■ THE PROBLEM
Collect every line in the listing below that contains the string “curly”, and copy each one in full.

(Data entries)
______________________________
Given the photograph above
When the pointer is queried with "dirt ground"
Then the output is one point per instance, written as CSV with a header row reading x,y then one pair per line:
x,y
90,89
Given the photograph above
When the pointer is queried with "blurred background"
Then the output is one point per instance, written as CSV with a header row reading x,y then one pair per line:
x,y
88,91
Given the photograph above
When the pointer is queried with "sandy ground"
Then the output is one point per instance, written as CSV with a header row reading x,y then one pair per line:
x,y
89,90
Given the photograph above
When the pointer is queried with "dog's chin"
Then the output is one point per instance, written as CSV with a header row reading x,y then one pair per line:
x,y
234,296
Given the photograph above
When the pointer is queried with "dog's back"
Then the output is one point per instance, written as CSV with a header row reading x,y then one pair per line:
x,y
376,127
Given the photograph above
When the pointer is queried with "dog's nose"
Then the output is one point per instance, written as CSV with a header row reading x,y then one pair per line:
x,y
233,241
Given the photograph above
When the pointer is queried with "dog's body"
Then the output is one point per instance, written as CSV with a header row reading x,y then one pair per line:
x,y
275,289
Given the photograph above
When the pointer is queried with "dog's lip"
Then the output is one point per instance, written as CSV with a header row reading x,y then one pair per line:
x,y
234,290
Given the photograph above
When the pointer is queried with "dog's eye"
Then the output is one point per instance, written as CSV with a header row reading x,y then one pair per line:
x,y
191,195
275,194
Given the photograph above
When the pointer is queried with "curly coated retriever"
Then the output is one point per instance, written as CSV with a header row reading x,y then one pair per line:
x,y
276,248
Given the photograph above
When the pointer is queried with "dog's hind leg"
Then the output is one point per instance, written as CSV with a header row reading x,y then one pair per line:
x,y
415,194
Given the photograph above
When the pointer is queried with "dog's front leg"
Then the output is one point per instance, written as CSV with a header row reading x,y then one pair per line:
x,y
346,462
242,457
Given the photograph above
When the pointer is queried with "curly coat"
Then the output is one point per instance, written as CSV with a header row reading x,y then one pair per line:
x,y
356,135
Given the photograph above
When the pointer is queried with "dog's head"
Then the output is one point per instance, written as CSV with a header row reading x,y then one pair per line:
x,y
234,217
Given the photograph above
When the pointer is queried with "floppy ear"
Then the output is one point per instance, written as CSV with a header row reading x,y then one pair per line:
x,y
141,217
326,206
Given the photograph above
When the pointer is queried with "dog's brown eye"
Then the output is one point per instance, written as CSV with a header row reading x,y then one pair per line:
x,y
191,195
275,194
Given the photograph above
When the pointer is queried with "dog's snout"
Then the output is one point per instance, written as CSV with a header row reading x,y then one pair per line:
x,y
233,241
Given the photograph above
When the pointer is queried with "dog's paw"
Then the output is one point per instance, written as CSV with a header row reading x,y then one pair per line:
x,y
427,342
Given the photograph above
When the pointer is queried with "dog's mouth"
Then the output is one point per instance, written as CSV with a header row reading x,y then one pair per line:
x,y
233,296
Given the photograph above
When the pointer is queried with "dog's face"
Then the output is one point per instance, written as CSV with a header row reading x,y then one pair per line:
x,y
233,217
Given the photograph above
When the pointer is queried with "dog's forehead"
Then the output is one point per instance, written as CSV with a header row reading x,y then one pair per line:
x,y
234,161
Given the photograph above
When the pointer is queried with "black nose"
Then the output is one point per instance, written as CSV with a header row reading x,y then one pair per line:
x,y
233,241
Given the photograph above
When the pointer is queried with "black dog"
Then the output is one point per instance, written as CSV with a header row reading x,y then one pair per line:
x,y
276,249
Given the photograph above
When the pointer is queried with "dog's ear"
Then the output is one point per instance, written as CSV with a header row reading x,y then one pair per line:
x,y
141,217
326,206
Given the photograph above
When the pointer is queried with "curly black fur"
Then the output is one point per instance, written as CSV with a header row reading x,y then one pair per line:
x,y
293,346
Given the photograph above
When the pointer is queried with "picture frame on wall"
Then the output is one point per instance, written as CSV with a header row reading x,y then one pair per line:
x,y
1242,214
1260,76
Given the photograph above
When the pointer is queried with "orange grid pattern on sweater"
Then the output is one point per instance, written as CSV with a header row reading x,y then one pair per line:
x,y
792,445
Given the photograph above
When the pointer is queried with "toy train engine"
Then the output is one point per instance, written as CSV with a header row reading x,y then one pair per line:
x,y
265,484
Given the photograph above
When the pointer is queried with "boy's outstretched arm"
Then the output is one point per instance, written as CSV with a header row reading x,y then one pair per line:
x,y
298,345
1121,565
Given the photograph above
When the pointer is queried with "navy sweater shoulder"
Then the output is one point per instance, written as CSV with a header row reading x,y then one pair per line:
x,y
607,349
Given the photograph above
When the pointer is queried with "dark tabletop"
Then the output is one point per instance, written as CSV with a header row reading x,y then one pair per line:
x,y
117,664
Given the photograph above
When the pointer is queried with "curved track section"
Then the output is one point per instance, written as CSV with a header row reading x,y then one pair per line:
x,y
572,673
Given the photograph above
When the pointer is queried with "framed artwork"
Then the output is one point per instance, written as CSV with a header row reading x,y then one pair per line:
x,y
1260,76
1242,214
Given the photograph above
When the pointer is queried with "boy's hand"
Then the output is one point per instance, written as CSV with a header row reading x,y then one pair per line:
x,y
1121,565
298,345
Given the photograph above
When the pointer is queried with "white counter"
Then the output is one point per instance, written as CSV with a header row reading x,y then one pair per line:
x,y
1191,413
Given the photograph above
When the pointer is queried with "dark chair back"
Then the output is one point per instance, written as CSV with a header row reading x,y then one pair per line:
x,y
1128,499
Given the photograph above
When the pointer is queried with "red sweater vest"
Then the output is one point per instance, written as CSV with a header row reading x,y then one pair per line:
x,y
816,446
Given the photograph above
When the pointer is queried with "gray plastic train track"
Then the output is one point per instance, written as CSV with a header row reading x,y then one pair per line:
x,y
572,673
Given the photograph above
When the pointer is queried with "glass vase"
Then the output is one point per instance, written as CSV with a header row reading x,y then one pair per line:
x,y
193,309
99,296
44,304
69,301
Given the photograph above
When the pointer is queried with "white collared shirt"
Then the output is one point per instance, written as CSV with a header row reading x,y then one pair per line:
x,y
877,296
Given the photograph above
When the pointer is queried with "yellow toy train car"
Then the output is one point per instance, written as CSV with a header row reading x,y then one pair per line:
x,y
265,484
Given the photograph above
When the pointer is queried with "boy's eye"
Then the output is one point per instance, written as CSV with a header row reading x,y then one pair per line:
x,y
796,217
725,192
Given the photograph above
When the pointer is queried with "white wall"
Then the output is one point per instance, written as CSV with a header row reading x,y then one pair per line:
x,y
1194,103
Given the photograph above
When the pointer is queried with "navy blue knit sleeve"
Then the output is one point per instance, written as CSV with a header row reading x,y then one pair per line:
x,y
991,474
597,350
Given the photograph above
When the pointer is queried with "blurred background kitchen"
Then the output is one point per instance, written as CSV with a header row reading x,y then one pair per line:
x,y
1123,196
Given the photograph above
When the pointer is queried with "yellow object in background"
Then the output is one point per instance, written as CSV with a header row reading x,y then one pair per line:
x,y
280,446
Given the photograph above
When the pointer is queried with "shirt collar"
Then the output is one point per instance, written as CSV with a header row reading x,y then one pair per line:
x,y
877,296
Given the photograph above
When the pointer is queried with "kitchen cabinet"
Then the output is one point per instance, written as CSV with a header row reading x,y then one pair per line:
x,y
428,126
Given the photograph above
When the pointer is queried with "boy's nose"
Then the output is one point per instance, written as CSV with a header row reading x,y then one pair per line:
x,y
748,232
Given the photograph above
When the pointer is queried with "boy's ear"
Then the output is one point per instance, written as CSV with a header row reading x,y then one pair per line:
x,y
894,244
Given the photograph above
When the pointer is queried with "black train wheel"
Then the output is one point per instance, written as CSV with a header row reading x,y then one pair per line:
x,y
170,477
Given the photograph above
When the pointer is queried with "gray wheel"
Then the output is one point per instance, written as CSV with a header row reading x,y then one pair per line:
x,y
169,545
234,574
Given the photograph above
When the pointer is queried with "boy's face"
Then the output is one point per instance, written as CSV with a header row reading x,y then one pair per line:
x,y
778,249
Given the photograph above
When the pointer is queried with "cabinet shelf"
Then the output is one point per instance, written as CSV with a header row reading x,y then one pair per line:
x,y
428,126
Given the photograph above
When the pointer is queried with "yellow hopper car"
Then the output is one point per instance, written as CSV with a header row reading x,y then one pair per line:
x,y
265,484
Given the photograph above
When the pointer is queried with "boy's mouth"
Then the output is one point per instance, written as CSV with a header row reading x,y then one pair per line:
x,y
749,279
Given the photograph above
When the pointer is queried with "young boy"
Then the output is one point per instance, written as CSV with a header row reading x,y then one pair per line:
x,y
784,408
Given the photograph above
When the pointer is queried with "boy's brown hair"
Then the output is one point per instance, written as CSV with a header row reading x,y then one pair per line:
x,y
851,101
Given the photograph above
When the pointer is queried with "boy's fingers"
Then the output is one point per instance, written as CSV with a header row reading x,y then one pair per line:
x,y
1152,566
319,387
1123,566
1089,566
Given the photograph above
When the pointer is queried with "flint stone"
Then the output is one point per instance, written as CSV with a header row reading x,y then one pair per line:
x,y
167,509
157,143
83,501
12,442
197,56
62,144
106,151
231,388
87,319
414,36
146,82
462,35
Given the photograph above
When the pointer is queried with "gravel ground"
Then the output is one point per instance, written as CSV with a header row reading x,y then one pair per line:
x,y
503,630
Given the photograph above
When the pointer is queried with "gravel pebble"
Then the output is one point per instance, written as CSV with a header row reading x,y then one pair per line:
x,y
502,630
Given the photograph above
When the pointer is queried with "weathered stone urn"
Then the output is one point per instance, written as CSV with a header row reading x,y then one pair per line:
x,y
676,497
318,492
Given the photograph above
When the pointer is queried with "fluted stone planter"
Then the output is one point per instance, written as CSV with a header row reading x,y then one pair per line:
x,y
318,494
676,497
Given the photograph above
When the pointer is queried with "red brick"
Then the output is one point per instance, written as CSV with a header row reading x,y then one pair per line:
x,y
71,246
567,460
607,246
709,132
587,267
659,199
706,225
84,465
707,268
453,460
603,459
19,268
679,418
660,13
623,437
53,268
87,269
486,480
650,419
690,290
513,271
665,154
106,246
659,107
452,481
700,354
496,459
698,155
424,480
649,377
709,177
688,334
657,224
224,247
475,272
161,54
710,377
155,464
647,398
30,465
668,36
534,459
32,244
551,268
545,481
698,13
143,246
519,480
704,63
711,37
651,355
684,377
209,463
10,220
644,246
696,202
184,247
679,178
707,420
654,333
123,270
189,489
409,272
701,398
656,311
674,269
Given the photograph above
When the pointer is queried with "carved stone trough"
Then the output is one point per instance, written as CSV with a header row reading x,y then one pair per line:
______________________________
■ COMPLETED EXERCISE
When the pointer is queried with "curly coated retriever"
When the pointer is queried with "curly coat"
When the pointer is queried with "curly black fur"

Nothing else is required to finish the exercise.